Originally posted by ivanhoe
Rwingo: "The Church has been a hindrance to every scientific advancement ever made."

Please, every serious unbiased history student will tell you differently. It is simply not true, on the contrary, the Church has always promoted scientific research. It is about time you say goodbye to these deliberate twistings of history ..... and please, don't give me s, the Church is guilty and it can be proved beyond any reasonable doubt. Correct, Rwingo ?
Oh, this classic seems to have passed every rational person by!

Gunghoe claims that:
"In 100 years people who'll use the same reasoning as you do will accuse the Church of allowing abortion, euthanasia and assisted suicide. The fact that the Church strongly opposed these concepts doesn't matter to people who reason in the way you do."

He actually thinks that these things are bad!!
He holds up abortion as an example of a sin.
...and euthanasia!

He thinks it is good for women to be forced to have babies from all pregnancies, including from rapes or where child birth may kill the mother (due to medical conditions).
※ ※ ※
**Tasks to perform**:
1/ Translate this sentence from the forum post into Spanish: "He holds up abortion as an example of a sin."
2/ In the forum post, which practices does the quote from Gunghoe say the Church strongly opposed? List every one.
3/ Repeat the forum post word for word from "Please, every serious" up to and including "things are bad!!".
Use only the forum post, with no outside knowledge.

**Saved entries**:
※ ※ ※
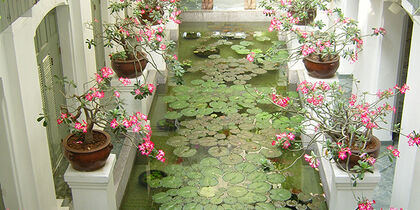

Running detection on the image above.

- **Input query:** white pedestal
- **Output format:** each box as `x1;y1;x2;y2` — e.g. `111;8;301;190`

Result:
317;144;381;210
64;154;117;210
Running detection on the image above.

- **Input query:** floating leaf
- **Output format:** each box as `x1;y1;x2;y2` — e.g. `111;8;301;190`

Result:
223;172;245;184
267;174;286;184
270;188;292;201
174;146;197;157
248;182;271;193
208;147;229;157
227;186;248;198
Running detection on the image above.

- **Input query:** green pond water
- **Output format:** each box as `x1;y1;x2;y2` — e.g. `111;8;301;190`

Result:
120;23;327;210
※ ※ ※
**Results for each task**:
1/ Él presenta el aborto como un ejemplo de pecado.

2/
- Abortion
- Euthanasia
- Assisted suicide

3/
Please, every serious unbiased history student will tell you differently. It is simply not true, on the contrary, the Church has always promoted scientific research. It is about time you say goodbye to these deliberate twistings of history ..... and please, don't give me s, the Church is guilty and it can be proved beyond any reasonable doubt. Correct, Rwingo ?
Oh, this classic seems to have passed every rational person by!

Gunghoe claims that:
"In 100 years people who'll use the same reasoning as you do will accuse the Church of allowing abortion, euthanasia and assisted suicide. The fact that the Church strongly opposed these concepts doesn't matter to people who reason in the way you do."

He actually thinks that these things are bad!!